§ **Given task**: Copy out every line of the records from the line with "the snow in" to the line with "left=6, top=0, right=1024, bottom=360", keeping the request and its format sample unchanged. In each answer, multiply every bounding box coordinate by 0.75 and round to a whole number, with halves rounding up.

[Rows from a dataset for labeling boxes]
## start
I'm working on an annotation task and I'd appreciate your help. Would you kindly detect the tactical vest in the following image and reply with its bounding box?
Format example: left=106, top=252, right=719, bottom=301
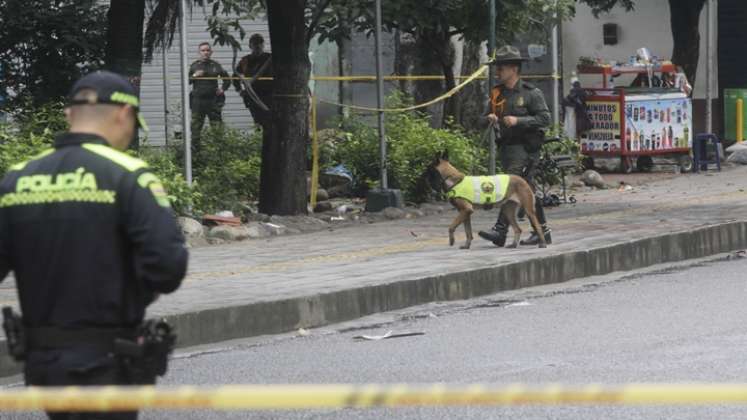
left=446, top=175, right=509, bottom=204
left=490, top=86, right=506, bottom=117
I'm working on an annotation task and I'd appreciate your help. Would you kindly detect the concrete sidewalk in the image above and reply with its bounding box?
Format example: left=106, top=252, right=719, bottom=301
left=0, top=167, right=747, bottom=375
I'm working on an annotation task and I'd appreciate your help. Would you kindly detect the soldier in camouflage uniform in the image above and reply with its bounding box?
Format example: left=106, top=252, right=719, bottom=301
left=478, top=46, right=552, bottom=246
left=189, top=42, right=231, bottom=153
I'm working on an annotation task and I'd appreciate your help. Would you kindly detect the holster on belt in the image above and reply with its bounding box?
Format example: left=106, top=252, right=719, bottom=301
left=3, top=307, right=176, bottom=384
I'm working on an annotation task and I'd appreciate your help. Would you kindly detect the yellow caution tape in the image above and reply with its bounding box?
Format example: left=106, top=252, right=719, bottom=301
left=318, top=65, right=488, bottom=112
left=0, top=384, right=747, bottom=411
left=190, top=74, right=561, bottom=82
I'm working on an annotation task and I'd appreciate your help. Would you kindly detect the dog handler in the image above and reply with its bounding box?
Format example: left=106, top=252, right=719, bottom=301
left=0, top=72, right=188, bottom=420
left=478, top=45, right=552, bottom=247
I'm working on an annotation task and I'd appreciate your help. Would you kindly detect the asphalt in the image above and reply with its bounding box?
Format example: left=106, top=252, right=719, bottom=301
left=0, top=167, right=747, bottom=375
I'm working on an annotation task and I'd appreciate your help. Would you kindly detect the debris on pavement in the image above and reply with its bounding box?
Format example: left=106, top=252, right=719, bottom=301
left=353, top=330, right=425, bottom=341
left=298, top=328, right=311, bottom=337
left=202, top=212, right=241, bottom=226
left=581, top=169, right=607, bottom=189
left=726, top=250, right=747, bottom=260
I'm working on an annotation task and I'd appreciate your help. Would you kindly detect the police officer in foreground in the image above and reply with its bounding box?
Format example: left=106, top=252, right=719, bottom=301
left=0, top=72, right=188, bottom=419
left=478, top=45, right=552, bottom=246
left=189, top=42, right=231, bottom=152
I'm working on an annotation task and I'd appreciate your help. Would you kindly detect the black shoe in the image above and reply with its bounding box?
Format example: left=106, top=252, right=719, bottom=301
left=519, top=226, right=552, bottom=246
left=477, top=228, right=507, bottom=247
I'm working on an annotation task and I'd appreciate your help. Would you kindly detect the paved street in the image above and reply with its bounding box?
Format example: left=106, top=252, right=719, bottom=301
left=0, top=167, right=747, bottom=354
left=3, top=256, right=747, bottom=420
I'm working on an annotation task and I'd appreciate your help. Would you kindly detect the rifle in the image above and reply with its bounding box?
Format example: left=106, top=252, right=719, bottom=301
left=239, top=57, right=272, bottom=111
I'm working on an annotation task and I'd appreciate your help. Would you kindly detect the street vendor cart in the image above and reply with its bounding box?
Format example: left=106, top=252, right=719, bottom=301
left=578, top=62, right=693, bottom=173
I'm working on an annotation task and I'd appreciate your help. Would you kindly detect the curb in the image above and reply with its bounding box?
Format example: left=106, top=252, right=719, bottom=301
left=0, top=221, right=747, bottom=376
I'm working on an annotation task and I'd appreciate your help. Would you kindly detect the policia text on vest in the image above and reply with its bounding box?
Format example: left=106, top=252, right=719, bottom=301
left=0, top=72, right=188, bottom=420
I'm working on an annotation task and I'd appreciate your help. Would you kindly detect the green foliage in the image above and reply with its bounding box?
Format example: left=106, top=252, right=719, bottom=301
left=0, top=103, right=67, bottom=174
left=331, top=93, right=487, bottom=202
left=193, top=128, right=262, bottom=213
left=136, top=146, right=202, bottom=215
left=0, top=0, right=106, bottom=109
left=0, top=103, right=262, bottom=215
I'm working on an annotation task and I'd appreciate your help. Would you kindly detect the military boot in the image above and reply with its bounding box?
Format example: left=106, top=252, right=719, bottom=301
left=519, top=225, right=552, bottom=246
left=477, top=221, right=508, bottom=247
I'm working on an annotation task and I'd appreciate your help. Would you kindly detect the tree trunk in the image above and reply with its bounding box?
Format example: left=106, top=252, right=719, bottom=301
left=104, top=0, right=145, bottom=148
left=337, top=38, right=353, bottom=117
left=458, top=41, right=488, bottom=130
left=259, top=0, right=311, bottom=215
left=414, top=33, right=444, bottom=128
left=436, top=37, right=459, bottom=126
left=394, top=30, right=418, bottom=97
left=669, top=0, right=705, bottom=86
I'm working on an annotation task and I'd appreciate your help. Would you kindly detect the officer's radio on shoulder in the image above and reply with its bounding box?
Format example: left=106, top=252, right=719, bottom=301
left=3, top=306, right=26, bottom=362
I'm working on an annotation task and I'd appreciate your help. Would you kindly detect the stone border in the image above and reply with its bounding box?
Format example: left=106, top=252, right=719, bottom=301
left=0, top=221, right=747, bottom=376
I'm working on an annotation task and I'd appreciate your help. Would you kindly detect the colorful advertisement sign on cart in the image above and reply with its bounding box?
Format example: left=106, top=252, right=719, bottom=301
left=581, top=101, right=622, bottom=152
left=625, top=97, right=692, bottom=152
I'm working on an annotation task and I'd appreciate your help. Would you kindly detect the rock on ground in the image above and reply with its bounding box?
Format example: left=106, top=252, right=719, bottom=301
left=726, top=149, right=747, bottom=165
left=208, top=225, right=251, bottom=241
left=177, top=217, right=205, bottom=238
left=581, top=169, right=607, bottom=188
left=381, top=207, right=407, bottom=220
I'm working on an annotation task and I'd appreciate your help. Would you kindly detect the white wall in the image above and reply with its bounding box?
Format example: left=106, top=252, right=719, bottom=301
left=562, top=0, right=718, bottom=99
left=140, top=6, right=337, bottom=146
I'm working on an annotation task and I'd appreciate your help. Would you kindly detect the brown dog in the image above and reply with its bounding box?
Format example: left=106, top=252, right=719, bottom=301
left=426, top=151, right=547, bottom=249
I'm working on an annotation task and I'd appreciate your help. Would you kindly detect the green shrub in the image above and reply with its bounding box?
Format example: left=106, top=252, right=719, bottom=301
left=132, top=147, right=197, bottom=215
left=332, top=93, right=487, bottom=202
left=0, top=103, right=61, bottom=175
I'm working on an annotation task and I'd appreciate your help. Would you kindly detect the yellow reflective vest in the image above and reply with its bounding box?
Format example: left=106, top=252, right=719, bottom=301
left=446, top=175, right=509, bottom=204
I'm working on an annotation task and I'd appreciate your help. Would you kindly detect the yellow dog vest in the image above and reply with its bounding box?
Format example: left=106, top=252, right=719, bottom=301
left=446, top=175, right=509, bottom=204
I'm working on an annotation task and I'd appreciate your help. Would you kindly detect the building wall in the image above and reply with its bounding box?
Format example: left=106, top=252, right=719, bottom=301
left=562, top=0, right=718, bottom=99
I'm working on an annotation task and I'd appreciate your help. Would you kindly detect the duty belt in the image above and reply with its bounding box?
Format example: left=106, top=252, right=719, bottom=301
left=26, top=327, right=136, bottom=352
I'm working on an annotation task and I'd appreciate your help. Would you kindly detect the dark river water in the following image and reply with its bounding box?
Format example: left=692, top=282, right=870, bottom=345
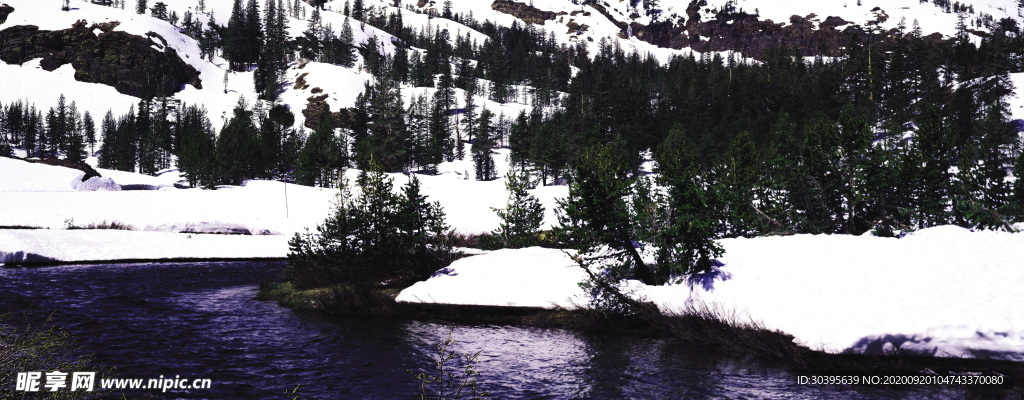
left=0, top=262, right=995, bottom=399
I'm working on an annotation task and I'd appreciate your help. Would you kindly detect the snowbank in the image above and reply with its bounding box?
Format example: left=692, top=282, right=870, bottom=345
left=0, top=158, right=85, bottom=192
left=397, top=248, right=588, bottom=308
left=398, top=226, right=1024, bottom=360
left=0, top=230, right=288, bottom=264
left=77, top=176, right=121, bottom=191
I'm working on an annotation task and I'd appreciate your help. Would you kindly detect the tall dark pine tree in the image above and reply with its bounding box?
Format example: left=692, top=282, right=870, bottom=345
left=135, top=100, right=160, bottom=174
left=352, top=0, right=366, bottom=20
left=98, top=109, right=118, bottom=169
left=353, top=75, right=413, bottom=172
left=82, top=112, right=96, bottom=157
left=243, top=0, right=265, bottom=64
left=224, top=0, right=249, bottom=71
left=177, top=105, right=216, bottom=187
left=472, top=108, right=498, bottom=180
left=216, top=99, right=259, bottom=185
left=295, top=114, right=348, bottom=187
left=338, top=18, right=358, bottom=68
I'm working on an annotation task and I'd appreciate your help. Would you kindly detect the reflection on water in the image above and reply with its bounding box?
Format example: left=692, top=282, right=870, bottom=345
left=0, top=262, right=983, bottom=399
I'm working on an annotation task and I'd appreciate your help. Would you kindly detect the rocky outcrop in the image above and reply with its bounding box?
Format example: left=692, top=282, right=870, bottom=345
left=490, top=0, right=558, bottom=25
left=586, top=0, right=942, bottom=59
left=26, top=159, right=100, bottom=181
left=0, top=3, right=14, bottom=24
left=302, top=93, right=352, bottom=129
left=0, top=20, right=203, bottom=98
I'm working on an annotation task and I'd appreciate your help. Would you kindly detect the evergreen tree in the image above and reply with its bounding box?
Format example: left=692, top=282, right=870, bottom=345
left=149, top=0, right=170, bottom=20
left=472, top=108, right=498, bottom=180
left=97, top=109, right=118, bottom=169
left=216, top=98, right=259, bottom=185
left=295, top=114, right=348, bottom=187
left=286, top=161, right=451, bottom=288
left=492, top=170, right=544, bottom=249
left=558, top=146, right=655, bottom=284
left=641, top=126, right=724, bottom=281
left=135, top=100, right=160, bottom=174
left=338, top=18, right=358, bottom=68
left=82, top=112, right=96, bottom=157
left=351, top=0, right=365, bottom=20
left=177, top=105, right=217, bottom=187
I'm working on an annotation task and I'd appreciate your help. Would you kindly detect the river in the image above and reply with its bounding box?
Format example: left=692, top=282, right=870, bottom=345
left=0, top=262, right=978, bottom=399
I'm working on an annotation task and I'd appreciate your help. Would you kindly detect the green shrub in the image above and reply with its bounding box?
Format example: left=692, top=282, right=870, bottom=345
left=410, top=329, right=488, bottom=400
left=286, top=164, right=453, bottom=288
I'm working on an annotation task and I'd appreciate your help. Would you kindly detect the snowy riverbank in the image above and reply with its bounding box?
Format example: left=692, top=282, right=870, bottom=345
left=398, top=226, right=1024, bottom=361
left=6, top=154, right=1024, bottom=361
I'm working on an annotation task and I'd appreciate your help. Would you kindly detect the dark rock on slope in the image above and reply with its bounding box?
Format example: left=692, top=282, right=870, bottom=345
left=490, top=0, right=558, bottom=25
left=0, top=3, right=14, bottom=24
left=0, top=20, right=203, bottom=98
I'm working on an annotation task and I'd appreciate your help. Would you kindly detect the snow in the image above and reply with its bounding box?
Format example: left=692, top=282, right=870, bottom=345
left=0, top=229, right=288, bottom=265
left=0, top=158, right=85, bottom=192
left=397, top=248, right=588, bottom=308
left=398, top=226, right=1024, bottom=361
left=0, top=149, right=568, bottom=235
left=6, top=0, right=1024, bottom=360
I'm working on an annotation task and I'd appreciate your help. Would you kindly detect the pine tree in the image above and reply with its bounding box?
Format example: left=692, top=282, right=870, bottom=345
left=225, top=0, right=248, bottom=71
left=353, top=75, right=412, bottom=172
left=150, top=1, right=170, bottom=20
left=352, top=0, right=365, bottom=20
left=492, top=169, right=544, bottom=249
left=472, top=108, right=498, bottom=181
left=216, top=98, right=259, bottom=185
left=177, top=105, right=217, bottom=187
left=654, top=126, right=724, bottom=281
left=97, top=109, right=118, bottom=169
left=286, top=161, right=451, bottom=288
left=82, top=112, right=96, bottom=157
left=295, top=114, right=348, bottom=187
left=338, top=18, right=358, bottom=68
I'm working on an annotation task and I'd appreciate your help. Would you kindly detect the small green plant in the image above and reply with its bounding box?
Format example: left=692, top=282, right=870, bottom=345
left=409, top=328, right=488, bottom=400
left=0, top=313, right=105, bottom=399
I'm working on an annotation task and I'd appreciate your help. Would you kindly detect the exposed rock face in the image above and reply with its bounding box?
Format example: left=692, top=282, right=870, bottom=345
left=26, top=159, right=100, bottom=181
left=302, top=93, right=351, bottom=129
left=0, top=20, right=203, bottom=98
left=0, top=3, right=14, bottom=24
left=490, top=0, right=558, bottom=25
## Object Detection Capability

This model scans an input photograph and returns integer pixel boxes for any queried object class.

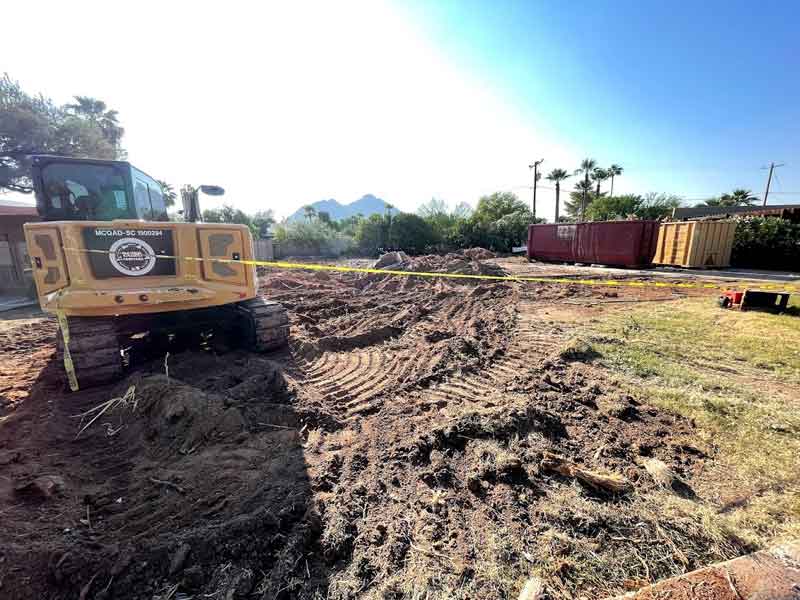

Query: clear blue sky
[407,0,800,203]
[7,0,800,218]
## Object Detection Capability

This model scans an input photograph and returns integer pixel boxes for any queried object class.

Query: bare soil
[0,260,747,599]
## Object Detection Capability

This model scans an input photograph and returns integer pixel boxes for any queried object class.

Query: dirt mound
[368,248,508,286]
[0,264,740,600]
[461,247,497,260]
## end
§ **Written answer**:
I'm working on an annotation task and I'd appreciate your help. Would you kindly detect the snow in the image above and reply with its bounding box?
Format example: left=692, top=282, right=870, bottom=345
left=0, top=172, right=216, bottom=199
left=0, top=119, right=64, bottom=144
left=298, top=186, right=441, bottom=231
left=299, top=170, right=768, bottom=271
left=0, top=112, right=426, bottom=176
left=5, top=0, right=768, bottom=270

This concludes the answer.